> **EXERCISE SET**
1 – According to the passage on the ending of Tevye, how many days does the constable give Tevye and his family to leave?
2 – Revise the stretch of the passage on the ending of Tevye from "The fake ending" through "for our hero!", substituting "headman" for "mayor".

> **SUPPLIED TEXT**
..............................

First, let's really dissect what actually happens in the ending of Tevye. We actually get two endings—a fake-out, and then the real thing—and the difference between them is our big clue about the point of it all.
The fake ending happens with the village mayor and a mob of local Gentile show up to beat up Tevye and destroy his house. They're not doing it out of malice, they say—it's just a way of showing the authorities that they got the whole persecute-the-Jews memo that's been making the rounds. They seem menacing enough, sure, but Tevye as always is saved by his quick thinking.
He appeals to their better nature, and points out how alike they all are in their belief in a God who is probably going to ask a question or two about this kind of behavior before letting anyone into heaven. The mayor considers this and agrees—they'll just mess up the house a little bit to stay out of trouble, but mostly will leave Tevye alone. Yay for our hero!
Except not really, because here comes the real ending. A constable rides up and announces that Tevye and co. have three days to clear out of Dodge because their village has been officially declared a no-Jew zone. Where are they supposed to go? No answer. Why do this to a man who has been nothing but a model citizen? No answer. Is there any hope of appeal? Absolutely not. And just like that, Tevye's victory over the villagers is revealed to be just a tiny drop in the bucket of defeat when facing a completely and senselessly oppressive government.

..............................

Source records:
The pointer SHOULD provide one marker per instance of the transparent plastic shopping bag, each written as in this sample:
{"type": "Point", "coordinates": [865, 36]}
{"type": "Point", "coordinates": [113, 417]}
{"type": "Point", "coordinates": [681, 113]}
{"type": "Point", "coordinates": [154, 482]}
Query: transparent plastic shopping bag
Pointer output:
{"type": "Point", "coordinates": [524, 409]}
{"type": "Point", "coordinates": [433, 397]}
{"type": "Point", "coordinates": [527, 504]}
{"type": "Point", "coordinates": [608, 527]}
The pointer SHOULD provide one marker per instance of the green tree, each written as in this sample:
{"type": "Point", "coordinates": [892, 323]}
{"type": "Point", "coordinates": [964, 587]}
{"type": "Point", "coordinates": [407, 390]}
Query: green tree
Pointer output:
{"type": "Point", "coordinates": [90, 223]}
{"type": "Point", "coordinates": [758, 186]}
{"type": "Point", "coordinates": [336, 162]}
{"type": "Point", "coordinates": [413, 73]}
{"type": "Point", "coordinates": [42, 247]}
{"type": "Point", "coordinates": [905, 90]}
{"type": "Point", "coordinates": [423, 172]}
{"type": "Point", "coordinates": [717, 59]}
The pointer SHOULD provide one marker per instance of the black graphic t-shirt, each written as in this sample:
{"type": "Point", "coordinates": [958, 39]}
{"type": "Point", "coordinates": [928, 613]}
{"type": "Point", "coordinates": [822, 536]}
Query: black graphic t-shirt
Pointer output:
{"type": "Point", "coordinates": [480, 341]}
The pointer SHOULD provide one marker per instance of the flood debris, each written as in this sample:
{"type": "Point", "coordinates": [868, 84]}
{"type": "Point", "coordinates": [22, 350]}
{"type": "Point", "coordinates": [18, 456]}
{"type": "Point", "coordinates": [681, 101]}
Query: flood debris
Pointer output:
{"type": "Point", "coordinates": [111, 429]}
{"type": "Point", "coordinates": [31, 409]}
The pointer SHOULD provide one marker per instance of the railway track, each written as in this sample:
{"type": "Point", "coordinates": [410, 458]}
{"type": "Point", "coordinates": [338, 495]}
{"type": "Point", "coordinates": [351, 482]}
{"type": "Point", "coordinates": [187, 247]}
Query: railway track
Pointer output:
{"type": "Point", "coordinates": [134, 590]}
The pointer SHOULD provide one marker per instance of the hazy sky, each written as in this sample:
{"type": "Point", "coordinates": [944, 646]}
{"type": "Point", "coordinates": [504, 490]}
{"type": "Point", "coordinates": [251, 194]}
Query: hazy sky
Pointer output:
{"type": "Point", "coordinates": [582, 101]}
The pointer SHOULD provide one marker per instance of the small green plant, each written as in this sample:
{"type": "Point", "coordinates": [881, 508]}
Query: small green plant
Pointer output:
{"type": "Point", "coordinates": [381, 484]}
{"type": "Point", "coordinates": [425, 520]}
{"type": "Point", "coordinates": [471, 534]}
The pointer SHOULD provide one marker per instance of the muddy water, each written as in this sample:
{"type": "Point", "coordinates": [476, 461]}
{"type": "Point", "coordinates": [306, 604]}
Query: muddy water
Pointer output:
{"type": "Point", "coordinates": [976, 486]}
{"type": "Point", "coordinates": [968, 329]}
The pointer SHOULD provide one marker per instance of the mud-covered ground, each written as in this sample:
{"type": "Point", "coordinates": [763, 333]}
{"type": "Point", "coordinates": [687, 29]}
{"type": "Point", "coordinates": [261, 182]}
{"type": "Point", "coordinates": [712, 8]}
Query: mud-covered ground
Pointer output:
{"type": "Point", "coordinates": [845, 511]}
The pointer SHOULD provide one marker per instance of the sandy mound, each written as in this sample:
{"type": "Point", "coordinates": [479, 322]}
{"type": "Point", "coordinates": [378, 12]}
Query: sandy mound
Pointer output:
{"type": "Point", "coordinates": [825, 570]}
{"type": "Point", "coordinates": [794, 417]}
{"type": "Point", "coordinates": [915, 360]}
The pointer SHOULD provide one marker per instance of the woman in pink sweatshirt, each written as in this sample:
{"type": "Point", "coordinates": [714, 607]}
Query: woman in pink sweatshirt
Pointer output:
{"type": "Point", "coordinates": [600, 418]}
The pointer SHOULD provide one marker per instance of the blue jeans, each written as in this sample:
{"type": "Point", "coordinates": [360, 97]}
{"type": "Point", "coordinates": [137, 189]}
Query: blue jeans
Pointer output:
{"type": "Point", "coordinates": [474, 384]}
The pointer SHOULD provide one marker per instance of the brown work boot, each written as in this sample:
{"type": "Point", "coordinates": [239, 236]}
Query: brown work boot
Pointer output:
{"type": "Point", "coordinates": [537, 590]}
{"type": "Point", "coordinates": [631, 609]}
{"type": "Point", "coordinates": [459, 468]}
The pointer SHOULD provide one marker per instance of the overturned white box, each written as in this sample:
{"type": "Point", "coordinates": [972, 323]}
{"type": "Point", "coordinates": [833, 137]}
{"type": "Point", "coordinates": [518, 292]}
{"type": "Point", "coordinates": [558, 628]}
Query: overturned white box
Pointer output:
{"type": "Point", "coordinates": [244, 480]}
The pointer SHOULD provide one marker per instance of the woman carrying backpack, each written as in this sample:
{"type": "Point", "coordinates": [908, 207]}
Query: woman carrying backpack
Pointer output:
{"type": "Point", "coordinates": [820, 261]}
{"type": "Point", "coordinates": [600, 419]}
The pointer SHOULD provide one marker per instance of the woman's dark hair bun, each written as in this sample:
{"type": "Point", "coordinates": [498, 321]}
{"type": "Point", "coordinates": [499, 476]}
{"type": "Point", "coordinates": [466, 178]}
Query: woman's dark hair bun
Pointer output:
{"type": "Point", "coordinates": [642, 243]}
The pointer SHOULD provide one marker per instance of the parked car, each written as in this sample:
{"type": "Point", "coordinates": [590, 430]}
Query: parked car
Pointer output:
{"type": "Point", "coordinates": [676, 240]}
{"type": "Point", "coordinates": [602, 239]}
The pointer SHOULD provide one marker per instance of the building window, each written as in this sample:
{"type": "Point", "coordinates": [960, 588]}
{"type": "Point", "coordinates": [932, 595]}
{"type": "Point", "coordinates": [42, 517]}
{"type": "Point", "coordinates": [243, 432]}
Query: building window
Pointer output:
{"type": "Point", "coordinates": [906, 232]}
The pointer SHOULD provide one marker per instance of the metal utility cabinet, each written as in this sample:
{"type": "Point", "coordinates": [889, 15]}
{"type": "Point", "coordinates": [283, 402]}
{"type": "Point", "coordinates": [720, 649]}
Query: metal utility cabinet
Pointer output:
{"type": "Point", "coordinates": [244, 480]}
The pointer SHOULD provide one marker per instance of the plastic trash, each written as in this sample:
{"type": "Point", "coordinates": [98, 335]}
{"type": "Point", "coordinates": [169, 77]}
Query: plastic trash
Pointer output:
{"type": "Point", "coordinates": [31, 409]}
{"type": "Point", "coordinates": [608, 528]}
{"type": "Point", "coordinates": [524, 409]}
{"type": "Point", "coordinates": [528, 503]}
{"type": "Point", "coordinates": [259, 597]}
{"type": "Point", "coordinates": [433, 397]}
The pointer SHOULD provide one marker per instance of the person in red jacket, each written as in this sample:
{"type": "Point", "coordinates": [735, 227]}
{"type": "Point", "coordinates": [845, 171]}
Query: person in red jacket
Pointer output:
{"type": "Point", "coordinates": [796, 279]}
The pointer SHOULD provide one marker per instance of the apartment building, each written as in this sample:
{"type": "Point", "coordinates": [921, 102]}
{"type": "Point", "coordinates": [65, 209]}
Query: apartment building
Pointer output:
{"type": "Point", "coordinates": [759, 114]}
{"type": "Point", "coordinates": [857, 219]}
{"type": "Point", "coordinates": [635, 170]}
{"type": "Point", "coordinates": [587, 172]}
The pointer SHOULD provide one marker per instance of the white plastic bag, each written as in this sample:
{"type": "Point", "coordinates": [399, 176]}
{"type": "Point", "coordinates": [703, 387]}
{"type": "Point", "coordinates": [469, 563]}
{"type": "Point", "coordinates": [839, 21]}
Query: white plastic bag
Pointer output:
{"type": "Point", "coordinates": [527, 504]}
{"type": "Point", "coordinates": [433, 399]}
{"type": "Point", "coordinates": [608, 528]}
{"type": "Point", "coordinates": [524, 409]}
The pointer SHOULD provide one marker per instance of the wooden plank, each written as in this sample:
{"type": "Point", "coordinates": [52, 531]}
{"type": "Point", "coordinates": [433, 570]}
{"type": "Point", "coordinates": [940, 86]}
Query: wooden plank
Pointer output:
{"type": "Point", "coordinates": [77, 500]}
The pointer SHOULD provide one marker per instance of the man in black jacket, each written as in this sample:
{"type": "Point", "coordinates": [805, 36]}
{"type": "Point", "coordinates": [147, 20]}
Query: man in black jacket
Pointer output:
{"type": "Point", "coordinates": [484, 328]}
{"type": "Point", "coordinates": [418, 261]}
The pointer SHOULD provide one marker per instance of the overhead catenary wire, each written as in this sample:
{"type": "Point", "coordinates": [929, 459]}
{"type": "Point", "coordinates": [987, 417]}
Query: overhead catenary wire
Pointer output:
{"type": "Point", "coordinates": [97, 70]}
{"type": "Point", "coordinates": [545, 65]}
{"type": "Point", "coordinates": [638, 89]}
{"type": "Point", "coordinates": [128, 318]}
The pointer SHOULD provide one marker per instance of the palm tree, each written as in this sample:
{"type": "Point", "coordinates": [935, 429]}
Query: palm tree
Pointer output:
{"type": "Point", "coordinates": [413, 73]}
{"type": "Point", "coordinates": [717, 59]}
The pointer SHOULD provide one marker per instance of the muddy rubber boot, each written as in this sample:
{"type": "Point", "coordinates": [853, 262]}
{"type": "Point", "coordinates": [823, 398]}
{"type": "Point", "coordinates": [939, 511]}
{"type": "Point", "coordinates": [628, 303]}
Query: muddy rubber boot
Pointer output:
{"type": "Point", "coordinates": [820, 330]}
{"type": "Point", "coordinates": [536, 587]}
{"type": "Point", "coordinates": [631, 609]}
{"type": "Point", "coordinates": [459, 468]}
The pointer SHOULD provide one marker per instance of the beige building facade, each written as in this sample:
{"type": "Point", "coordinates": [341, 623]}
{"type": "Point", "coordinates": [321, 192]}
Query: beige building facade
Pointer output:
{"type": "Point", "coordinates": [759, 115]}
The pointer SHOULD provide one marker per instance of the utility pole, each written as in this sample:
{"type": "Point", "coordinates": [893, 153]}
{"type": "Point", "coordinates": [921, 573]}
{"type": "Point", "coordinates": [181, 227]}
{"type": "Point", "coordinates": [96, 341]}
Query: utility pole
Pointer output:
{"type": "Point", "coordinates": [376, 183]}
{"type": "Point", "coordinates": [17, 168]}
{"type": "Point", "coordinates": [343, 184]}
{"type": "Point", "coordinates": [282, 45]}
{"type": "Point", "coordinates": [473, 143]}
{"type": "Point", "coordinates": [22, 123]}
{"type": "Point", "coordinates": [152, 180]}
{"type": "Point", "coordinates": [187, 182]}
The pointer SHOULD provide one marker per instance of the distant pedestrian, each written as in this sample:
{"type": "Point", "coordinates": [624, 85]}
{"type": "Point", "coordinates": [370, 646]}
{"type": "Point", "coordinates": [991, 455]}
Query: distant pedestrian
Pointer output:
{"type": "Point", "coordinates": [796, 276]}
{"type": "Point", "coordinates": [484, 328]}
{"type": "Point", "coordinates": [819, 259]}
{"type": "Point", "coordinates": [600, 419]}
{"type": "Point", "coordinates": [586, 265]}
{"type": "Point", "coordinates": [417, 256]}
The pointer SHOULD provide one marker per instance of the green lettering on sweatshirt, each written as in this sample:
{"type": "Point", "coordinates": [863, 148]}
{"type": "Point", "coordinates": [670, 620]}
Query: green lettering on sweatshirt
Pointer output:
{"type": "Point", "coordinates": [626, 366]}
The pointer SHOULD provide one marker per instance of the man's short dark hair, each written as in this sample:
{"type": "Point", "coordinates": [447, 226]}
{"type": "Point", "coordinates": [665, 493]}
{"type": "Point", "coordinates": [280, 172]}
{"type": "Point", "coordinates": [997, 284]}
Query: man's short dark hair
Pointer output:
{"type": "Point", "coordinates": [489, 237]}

..............................

> **FULL ANSWERS**
1 – Three days.

2 –
The fake ending happens with the village headman and a mob of local Gentile show up to beat up Tevye and destroy his house. They're not doing it out of malice, they say—it's just a way of showing the authorities that they got the whole persecute-the-Jews memo that's been making the rounds. They seem menacing enough, sure, but Tevye as always is saved by his quick thinking.
He appeals to their better nature, and points out how alike they all are in their belief in a God who is probably going to ask a question or two about this kind of behavior before letting anyone into heaven. The headman considers this and agrees—they'll just mess up the house a little bit to stay out of trouble, but mostly will leave Tevye alone. Yay for our hero!